### PAGE EXCERPT
──────────────────────────────

Next, we split the state partition by distinguishable final states. In this case,
we would split it into { 1, 2, 3 }, { 4 }.
We then refine the transition partition by splitting it by the states that have
been distinguished. Here, the only transitions to 4 are both is the same set (set 2),
so the transition partition remains the same.
We can now execute the main loop of the algorithm:
1) Split the states by the transitions.
2) Split the transitions that are now reaching two different sets of the state partition.
3) Add any newly discovered "distinguisher" (the ones we split) to the list of "distinguisher"
to process.
In this case, we just iterate over the partition set in order, and add newly split transitions
to the end of the list.
In the example, we would first visit set 0. We have that state 1 is distinguishable
by "a", and the state partition would become { 1 }, { 2, 3 }, { 4 }.
We then visit transition set 1, it distinguishes state 1 which is already alone -> nothing to do.

──────────────────────────────

### DATASET ROWS
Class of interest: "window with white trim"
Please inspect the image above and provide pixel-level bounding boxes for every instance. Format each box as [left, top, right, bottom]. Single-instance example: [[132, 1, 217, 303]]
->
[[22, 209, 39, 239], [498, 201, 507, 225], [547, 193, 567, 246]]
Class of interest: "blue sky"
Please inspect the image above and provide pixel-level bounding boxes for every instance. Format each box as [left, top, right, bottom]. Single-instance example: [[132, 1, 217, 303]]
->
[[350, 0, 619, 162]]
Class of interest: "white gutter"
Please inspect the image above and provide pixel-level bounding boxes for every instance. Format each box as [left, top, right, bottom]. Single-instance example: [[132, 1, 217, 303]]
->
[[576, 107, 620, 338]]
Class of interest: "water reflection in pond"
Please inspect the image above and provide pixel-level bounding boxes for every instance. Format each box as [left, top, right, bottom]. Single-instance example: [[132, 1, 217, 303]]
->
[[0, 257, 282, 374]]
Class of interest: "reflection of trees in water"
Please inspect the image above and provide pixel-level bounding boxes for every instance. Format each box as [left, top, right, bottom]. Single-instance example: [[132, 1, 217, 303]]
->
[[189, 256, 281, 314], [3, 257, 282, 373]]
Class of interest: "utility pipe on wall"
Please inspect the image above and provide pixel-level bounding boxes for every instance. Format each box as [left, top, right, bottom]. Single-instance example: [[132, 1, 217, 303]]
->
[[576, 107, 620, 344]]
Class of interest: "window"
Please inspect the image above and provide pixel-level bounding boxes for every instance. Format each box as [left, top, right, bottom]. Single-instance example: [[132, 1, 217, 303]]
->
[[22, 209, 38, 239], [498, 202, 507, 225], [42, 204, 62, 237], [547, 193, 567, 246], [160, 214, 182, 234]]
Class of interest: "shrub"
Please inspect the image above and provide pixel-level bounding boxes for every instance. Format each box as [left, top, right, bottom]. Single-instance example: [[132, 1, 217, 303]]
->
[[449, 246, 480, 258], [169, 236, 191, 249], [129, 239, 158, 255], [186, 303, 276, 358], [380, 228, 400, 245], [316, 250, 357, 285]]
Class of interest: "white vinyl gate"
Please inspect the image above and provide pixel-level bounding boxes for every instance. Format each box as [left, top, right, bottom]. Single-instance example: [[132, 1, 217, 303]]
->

──────────────────────────────

### PROBLEM
Rewrite the passage of the state-partition excerpt that opens with "In this case, we" and closes with "nothing to do.", swapping "visit" for "examine" wherever it appears.

### ANSWER IN FULL
In this case, we just iterate over the partition set in order, and add newly split transitions
to the end of the list.
In the example, we would first examine set 0. We have that state 1 is distinguishable
by "a", and the state partition would become { 1 }, { 2, 3 }, { 4 }.
We then examine transition set 1, it distinguishes state 1 which is already alone -> nothing to do.